BEGIN Dataset rows
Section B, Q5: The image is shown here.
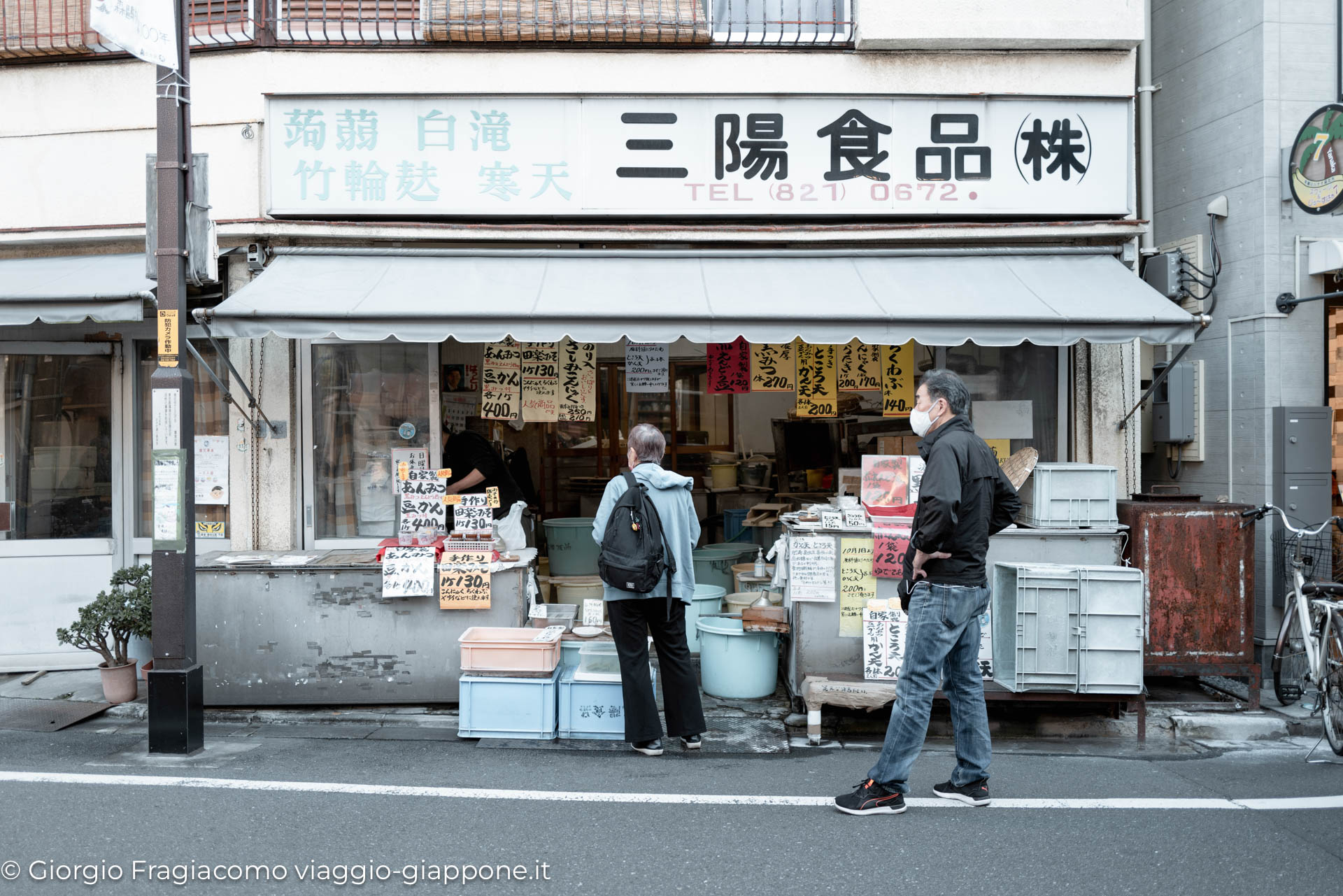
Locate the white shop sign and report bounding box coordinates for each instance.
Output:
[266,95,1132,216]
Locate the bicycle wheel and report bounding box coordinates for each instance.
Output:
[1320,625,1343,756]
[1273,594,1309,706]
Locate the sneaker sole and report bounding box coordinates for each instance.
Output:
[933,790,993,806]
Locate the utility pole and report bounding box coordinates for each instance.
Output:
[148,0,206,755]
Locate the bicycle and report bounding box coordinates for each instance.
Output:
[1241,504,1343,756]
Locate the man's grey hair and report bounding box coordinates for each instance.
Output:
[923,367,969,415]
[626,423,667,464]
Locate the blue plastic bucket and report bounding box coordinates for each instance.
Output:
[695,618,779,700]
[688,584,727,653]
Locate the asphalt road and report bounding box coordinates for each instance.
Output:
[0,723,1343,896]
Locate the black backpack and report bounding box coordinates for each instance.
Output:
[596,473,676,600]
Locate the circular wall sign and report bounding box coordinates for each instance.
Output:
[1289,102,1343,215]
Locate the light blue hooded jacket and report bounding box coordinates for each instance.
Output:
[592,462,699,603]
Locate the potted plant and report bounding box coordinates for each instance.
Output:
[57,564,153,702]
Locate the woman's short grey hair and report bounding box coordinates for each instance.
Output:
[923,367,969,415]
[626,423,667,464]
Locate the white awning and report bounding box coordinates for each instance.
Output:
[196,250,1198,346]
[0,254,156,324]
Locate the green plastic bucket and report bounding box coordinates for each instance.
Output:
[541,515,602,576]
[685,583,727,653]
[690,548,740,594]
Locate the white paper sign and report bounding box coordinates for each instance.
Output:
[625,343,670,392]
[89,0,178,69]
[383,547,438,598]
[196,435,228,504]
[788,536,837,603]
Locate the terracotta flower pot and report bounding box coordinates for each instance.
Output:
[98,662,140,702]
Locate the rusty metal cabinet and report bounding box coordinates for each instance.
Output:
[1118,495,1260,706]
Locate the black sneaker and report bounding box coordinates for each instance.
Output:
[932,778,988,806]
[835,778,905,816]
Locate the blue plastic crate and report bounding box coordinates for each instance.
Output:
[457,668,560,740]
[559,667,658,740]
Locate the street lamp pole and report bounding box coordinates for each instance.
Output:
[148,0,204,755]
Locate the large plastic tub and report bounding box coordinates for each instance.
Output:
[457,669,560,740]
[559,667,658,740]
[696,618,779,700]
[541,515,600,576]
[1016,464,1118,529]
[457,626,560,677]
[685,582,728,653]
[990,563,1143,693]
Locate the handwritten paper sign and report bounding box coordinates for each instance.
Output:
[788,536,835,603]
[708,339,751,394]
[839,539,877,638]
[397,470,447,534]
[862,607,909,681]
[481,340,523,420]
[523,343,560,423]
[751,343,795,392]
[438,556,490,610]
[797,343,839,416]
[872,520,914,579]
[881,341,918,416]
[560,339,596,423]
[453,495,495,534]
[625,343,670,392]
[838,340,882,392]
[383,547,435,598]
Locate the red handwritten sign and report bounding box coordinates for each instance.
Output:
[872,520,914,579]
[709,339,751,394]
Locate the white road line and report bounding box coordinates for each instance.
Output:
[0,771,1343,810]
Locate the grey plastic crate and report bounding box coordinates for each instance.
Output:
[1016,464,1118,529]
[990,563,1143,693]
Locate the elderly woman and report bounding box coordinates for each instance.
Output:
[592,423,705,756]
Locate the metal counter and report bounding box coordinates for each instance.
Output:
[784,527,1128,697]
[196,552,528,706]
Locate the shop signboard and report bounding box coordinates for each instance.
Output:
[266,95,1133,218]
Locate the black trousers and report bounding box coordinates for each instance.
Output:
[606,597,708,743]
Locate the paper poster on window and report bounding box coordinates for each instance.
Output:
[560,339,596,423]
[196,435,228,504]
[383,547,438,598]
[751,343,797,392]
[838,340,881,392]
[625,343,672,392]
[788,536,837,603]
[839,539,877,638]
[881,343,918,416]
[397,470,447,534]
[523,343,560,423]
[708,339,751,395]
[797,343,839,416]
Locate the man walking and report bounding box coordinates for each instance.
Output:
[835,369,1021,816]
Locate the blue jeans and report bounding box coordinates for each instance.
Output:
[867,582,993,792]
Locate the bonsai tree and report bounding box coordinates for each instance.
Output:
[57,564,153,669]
END Dataset rows
▶ **Work required**:
Display every line of the material above that contains the string "bucket", treating uppercase and lowercase letters as distinct.

▶ **Response to the task**:
Locate the blue plastic bucket and report bounding box coordinates for each instance.
Locate the green plastic bucket and report bounding box coordinates for each instance.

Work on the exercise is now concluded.